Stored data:
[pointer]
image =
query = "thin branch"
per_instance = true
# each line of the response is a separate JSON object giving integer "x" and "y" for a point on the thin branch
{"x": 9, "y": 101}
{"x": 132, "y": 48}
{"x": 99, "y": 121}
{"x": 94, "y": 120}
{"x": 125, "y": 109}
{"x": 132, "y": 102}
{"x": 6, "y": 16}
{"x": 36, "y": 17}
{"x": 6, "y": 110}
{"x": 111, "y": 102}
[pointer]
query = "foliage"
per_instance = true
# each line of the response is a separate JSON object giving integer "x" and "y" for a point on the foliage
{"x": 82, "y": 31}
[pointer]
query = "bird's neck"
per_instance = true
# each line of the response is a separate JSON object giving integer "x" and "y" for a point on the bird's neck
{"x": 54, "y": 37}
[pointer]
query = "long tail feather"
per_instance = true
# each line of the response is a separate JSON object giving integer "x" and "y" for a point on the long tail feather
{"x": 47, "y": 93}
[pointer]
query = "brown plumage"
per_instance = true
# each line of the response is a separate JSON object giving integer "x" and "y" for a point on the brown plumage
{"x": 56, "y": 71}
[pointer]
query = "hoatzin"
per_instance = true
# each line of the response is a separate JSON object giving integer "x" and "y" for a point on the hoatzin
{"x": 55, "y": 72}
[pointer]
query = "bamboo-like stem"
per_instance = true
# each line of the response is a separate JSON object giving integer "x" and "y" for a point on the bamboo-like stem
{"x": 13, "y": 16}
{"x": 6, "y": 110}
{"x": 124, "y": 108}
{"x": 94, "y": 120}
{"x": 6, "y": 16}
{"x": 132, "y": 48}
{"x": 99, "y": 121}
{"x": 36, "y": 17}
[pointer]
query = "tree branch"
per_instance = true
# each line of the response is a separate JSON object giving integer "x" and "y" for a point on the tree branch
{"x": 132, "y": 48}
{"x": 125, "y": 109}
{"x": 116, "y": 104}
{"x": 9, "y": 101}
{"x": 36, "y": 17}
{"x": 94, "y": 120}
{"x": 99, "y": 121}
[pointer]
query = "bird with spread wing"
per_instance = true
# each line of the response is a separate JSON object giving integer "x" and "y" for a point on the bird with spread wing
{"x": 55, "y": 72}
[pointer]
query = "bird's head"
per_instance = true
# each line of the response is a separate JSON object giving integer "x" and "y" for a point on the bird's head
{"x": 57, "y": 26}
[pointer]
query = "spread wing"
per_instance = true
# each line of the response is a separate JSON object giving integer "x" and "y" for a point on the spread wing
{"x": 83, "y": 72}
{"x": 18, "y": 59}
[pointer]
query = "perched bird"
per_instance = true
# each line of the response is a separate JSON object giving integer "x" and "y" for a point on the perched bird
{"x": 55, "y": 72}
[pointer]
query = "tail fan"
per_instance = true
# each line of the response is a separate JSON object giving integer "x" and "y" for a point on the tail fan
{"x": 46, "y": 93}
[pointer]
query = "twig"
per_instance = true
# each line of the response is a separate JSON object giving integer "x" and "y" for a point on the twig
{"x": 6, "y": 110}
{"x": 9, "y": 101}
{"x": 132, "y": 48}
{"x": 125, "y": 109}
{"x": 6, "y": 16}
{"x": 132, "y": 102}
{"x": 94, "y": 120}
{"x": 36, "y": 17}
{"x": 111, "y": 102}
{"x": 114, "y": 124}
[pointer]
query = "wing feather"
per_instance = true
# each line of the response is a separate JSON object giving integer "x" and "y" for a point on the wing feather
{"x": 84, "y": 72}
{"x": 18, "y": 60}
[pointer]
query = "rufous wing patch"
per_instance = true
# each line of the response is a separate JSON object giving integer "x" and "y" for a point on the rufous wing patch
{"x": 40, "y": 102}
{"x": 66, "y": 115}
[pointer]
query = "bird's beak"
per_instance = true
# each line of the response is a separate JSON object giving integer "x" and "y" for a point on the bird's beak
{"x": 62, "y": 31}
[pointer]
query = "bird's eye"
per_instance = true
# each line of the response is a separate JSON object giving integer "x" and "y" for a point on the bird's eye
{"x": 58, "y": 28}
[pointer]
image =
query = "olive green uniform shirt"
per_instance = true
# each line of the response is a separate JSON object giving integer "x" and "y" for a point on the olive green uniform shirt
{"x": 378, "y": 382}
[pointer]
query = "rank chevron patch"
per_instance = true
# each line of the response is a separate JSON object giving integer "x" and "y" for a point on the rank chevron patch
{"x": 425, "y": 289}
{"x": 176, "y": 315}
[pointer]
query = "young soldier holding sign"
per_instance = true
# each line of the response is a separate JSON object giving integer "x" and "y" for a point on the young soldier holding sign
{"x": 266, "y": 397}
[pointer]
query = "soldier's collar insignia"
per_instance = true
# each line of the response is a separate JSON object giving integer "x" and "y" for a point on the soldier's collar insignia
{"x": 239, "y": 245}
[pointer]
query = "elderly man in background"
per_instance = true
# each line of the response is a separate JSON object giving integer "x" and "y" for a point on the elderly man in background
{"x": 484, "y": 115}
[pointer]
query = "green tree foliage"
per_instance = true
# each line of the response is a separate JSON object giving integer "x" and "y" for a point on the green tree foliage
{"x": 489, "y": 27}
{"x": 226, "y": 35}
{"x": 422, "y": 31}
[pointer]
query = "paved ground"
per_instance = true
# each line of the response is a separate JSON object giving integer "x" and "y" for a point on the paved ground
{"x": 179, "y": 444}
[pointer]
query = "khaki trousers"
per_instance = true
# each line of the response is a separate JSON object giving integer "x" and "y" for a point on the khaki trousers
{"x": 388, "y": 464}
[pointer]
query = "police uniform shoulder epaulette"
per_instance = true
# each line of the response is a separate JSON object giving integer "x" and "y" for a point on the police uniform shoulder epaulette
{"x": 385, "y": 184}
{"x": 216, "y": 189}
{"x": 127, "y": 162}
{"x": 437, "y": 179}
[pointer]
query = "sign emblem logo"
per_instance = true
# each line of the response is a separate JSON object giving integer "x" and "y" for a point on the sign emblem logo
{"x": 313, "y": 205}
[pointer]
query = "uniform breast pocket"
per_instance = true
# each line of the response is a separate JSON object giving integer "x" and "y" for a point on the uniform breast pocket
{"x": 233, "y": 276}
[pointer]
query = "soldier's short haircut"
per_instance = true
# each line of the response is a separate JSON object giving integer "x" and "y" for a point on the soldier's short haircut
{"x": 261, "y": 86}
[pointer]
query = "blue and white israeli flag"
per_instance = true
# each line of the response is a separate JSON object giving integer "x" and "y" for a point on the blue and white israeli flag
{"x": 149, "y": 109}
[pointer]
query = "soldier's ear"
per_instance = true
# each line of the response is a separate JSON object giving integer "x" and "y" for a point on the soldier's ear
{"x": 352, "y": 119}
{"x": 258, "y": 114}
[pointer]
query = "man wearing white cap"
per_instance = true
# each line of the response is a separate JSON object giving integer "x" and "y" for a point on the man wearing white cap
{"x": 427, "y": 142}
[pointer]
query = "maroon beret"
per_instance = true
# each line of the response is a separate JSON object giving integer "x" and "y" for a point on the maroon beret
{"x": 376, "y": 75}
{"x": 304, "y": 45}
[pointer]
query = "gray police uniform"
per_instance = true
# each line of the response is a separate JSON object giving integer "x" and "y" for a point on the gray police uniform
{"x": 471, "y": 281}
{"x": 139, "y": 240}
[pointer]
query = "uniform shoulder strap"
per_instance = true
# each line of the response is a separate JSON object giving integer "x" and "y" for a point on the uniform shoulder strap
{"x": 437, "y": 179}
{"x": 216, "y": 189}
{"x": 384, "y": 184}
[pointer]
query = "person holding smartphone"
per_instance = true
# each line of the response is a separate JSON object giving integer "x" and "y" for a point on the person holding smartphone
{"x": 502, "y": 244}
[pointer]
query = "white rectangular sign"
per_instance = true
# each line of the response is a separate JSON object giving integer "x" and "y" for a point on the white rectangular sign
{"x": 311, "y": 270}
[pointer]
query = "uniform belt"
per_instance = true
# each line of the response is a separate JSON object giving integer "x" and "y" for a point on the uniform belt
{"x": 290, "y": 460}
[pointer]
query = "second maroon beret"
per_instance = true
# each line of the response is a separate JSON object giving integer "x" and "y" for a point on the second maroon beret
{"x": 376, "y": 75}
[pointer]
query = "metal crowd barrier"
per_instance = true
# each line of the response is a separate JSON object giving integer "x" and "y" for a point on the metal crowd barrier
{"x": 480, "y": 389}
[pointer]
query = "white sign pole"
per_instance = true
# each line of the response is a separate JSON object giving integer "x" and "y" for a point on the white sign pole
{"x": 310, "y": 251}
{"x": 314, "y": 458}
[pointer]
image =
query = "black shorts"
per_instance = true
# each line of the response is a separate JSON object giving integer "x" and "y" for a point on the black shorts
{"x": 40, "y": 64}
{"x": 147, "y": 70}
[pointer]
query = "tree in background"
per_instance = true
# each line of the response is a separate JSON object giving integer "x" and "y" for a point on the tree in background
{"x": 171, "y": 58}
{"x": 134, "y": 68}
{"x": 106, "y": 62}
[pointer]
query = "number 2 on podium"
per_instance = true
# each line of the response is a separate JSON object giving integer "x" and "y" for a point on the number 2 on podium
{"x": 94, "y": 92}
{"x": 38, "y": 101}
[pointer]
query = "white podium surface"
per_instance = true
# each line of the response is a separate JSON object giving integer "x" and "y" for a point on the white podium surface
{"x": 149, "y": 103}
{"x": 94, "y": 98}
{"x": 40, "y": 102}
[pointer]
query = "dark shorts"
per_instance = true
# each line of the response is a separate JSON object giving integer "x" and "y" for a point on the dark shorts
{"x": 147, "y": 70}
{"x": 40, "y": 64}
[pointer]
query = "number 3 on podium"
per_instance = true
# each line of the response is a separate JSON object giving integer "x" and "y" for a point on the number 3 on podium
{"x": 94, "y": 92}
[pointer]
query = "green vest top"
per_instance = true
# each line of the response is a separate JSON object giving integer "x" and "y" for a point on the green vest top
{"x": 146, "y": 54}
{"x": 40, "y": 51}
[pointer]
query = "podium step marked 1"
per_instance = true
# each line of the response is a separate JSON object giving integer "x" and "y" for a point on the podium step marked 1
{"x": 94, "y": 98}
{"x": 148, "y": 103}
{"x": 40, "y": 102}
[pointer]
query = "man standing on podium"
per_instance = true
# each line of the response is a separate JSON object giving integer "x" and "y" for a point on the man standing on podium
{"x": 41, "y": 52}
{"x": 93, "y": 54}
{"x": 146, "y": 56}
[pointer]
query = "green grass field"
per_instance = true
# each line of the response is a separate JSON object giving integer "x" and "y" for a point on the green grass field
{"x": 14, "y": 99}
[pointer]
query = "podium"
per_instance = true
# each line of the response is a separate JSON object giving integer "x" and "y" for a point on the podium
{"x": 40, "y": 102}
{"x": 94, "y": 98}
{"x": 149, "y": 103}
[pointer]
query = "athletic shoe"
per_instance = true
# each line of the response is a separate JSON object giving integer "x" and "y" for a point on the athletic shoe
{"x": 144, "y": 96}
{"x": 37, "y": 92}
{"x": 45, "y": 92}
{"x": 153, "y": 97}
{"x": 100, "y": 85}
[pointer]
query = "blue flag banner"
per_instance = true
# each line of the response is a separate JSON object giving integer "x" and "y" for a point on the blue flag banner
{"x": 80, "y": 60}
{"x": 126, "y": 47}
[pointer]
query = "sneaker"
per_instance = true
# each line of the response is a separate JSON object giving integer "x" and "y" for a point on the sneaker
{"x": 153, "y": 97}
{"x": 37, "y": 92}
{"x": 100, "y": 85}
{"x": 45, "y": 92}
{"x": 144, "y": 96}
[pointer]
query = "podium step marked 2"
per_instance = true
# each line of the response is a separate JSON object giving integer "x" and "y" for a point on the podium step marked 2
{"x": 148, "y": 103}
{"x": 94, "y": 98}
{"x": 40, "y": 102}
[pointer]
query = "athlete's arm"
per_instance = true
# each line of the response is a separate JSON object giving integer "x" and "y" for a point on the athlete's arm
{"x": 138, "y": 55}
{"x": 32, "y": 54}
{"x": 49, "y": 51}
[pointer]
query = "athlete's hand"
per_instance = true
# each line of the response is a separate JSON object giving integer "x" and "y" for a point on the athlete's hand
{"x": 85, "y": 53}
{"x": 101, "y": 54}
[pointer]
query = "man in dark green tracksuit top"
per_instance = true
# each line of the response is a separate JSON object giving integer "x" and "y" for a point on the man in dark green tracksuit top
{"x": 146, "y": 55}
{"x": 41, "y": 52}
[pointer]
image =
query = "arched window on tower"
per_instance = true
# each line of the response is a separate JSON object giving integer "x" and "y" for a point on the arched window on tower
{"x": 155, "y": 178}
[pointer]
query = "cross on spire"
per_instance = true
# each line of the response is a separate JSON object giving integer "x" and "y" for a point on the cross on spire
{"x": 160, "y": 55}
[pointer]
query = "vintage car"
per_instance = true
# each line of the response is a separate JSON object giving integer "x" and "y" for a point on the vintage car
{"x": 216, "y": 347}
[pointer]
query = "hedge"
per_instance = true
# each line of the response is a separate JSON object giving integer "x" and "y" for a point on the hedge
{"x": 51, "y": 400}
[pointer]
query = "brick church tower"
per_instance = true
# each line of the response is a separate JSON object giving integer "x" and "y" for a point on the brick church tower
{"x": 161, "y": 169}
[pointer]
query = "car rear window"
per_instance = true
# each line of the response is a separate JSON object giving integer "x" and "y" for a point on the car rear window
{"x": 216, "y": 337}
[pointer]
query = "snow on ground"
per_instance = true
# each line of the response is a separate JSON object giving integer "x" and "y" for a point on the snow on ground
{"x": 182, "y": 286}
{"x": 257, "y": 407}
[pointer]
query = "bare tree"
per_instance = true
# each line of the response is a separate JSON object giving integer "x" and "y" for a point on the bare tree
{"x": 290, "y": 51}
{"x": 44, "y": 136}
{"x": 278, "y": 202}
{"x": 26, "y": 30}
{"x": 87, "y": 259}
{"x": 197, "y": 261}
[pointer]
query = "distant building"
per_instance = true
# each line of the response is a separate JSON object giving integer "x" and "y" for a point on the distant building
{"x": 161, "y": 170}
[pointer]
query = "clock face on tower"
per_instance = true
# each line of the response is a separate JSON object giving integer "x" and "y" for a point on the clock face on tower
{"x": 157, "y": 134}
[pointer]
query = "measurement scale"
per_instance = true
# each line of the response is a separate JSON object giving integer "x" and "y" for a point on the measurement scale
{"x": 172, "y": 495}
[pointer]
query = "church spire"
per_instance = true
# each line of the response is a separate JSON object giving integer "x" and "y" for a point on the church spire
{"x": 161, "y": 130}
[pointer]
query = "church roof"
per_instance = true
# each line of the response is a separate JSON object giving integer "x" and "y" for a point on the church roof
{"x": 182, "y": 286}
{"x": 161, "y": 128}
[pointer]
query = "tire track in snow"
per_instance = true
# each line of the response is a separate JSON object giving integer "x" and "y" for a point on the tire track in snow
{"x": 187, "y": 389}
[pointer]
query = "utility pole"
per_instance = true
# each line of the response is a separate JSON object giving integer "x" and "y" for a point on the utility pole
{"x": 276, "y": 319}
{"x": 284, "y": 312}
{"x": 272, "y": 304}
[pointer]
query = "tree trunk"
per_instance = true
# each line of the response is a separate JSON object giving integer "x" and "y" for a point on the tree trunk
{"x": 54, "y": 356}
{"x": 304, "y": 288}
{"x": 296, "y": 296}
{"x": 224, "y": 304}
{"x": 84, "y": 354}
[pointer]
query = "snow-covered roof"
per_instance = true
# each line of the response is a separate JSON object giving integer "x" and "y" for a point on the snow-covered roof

PROBLEM REQUIREMENTS ▸ Give only the number of lines in the items above that contain the string "flag", counting a match only when the case is the same.

TASK OUTPUT ▸ 4